• _Work required_: Extract verbatim every line of the data below, from the line containing "Where can the blue" up to and including the last line of the data.

# # #

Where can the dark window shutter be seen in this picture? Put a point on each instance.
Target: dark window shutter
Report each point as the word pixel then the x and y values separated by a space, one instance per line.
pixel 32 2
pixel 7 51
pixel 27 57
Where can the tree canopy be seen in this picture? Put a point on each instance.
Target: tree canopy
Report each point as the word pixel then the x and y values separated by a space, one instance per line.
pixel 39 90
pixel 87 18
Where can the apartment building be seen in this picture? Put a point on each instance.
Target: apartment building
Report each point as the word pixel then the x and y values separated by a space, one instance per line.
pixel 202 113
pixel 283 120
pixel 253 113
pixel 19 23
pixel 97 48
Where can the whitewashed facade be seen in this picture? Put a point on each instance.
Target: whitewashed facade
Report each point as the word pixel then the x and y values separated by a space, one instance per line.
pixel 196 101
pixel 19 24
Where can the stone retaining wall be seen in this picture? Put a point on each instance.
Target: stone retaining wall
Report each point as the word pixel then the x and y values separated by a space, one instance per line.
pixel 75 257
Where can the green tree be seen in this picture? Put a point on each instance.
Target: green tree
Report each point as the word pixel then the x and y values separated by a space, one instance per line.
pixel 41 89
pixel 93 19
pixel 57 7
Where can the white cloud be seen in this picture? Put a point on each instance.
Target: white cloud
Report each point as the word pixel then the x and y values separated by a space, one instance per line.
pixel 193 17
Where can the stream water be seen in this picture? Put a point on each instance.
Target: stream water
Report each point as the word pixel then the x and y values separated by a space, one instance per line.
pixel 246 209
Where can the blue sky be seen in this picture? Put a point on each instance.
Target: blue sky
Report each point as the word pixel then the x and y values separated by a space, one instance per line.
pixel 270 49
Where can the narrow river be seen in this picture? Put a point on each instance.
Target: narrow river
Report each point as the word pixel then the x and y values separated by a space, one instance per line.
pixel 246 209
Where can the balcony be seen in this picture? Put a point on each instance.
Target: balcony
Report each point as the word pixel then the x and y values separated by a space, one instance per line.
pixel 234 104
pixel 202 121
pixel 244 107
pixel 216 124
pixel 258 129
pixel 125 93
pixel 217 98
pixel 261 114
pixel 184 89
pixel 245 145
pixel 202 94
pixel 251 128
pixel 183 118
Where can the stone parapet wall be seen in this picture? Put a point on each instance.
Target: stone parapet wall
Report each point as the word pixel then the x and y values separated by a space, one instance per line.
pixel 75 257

# # #

• _Result for this exercise_:
Where can the blue sky be seen in this picture? Put a point on each instance.
Target: blue sky
Report each point as the word pixel then the x and y values separated by a space, one instance per line.
pixel 270 49
Where can the narrow river be seen in this picture? Put a point on each instance.
Target: narrow river
Report each point as the word pixel then the x and y values separated by a space, one instance per line.
pixel 246 209
Where can the balcony be seen in this picture? Put a point on each instance.
Target: balcony
Report each point as the word pixel then the x and y values separated by a space, one instance per line.
pixel 234 104
pixel 202 121
pixel 244 107
pixel 216 124
pixel 258 129
pixel 125 93
pixel 217 98
pixel 261 114
pixel 184 89
pixel 245 145
pixel 202 94
pixel 251 128
pixel 183 118
Where can the stone parapet wall be seen in this picture? Put a point on each instance.
Target: stone parapet wall
Report each point as the word pixel then the x and y values separated by a space, one instance per line.
pixel 75 257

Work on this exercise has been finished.